PAGE EXCERPT.
◇ ◇ ◇ ◇
Finally, somebody got it right! We are living in a time where many seem to want to return to the ostensibly halcyon days when states chose whether or not they wanted to abide by anti-discrimination laws. Segregation, though upheld by Plessy v. Ferguson, was not coincident with the trajectory of this country in terms of civil rights. It was a backlash against Reconstruction and the abolition of slavery. States rights advocates argued for interposition, nullification, poll taxes, redlining, sundown laws, white and colored signs, and so forth—anything to keep African Americans from acquiring equal opportunities and egalitarian treatment.
◇ ◇ ◇ ◇
INPUT MATERIAL.
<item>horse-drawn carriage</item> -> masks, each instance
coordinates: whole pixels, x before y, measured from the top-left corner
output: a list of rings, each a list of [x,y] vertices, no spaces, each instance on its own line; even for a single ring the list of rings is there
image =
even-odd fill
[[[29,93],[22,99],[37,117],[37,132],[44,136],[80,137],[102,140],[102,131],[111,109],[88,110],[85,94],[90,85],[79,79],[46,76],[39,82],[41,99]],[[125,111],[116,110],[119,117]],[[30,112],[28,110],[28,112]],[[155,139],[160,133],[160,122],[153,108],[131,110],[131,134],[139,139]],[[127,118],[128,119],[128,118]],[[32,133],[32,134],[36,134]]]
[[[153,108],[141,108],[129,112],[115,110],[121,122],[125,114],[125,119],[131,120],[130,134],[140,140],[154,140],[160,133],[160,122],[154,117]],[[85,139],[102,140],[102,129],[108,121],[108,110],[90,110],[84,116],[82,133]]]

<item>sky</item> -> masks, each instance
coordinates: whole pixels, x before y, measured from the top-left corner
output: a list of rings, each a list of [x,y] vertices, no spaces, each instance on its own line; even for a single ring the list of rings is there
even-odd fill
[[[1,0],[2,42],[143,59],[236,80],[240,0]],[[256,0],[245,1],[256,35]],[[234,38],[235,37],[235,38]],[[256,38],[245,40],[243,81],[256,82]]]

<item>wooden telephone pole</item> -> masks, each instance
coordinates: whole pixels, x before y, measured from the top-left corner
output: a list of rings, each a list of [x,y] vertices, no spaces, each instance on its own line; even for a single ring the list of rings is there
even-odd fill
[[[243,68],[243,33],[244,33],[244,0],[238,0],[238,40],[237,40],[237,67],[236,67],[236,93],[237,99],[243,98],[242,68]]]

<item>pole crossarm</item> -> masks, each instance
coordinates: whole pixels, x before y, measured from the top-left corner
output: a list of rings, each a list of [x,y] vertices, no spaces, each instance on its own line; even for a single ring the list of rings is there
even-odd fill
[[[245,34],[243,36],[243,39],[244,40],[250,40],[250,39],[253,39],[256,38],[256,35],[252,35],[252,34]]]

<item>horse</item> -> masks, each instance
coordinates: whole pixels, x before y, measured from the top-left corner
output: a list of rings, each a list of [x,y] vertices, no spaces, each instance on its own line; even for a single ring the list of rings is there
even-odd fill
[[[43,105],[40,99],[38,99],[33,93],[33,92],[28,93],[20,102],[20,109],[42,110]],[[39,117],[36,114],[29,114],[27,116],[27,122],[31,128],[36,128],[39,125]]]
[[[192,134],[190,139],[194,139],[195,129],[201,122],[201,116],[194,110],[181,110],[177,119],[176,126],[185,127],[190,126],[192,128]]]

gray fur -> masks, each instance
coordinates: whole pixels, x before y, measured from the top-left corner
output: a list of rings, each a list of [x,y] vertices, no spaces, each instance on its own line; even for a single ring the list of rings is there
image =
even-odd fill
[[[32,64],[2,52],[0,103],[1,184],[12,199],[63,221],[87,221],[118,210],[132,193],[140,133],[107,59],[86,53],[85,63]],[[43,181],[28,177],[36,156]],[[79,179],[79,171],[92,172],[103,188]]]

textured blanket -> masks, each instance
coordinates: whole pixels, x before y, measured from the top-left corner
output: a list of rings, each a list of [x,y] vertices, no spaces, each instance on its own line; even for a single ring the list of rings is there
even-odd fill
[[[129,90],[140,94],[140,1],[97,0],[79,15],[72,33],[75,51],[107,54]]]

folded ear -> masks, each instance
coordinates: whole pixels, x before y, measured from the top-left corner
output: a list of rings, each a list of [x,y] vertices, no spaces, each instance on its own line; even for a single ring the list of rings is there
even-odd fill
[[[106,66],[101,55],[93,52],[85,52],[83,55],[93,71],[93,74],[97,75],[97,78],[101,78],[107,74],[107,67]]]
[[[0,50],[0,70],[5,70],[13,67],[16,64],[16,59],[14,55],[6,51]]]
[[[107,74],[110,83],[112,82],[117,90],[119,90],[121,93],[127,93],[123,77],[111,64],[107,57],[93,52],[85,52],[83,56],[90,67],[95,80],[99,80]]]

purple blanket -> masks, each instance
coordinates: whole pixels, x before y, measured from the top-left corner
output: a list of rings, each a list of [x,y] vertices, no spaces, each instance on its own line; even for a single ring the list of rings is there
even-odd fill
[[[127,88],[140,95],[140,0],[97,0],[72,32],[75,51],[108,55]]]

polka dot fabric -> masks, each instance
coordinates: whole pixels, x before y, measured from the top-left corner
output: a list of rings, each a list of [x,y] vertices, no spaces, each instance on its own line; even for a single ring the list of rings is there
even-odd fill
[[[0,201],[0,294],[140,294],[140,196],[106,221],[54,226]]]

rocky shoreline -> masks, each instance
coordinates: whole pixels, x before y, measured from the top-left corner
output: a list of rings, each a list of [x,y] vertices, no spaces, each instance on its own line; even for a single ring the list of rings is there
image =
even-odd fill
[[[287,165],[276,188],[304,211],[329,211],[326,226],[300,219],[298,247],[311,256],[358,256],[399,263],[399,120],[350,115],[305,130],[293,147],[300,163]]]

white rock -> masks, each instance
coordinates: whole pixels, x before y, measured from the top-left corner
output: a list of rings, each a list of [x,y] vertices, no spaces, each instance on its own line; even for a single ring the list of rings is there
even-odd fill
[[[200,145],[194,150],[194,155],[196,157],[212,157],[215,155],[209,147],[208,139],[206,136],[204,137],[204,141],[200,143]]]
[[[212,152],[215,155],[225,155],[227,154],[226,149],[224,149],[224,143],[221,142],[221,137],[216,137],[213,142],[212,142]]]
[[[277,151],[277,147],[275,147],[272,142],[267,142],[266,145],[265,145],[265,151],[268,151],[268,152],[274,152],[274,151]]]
◇ ◇ ◇ ◇
PARTS OF THE EXERCISE.
• a. Please copy the segregation passage from "Finally, somebody got" up to and including "and egalitarian treatment.", renaming "poll taxes" as "literacy tests".
• b. State how many lines of the records contain the string "pole", treating case as significant, and give only the number.

RESPONSES.
• a.
Finally, somebody got it right! We are living in a time where many seem to want to return to the ostensibly halcyon days when states chose whether or not they wanted to abide by anti-discrimination laws. Segregation, though upheld by Plessy v. Ferguson, was not coincident with the trajectory of this country in terms of civil rights. It was a backlash against Reconstruction and the abolition of slavery. States rights advocates argued for interposition, nullification, literacy tests, redlining, sundown laws, white and colored signs, and so forth—anything to keep African Americans from acquiring equal opportunities and egalitarian treatment.

• b. 2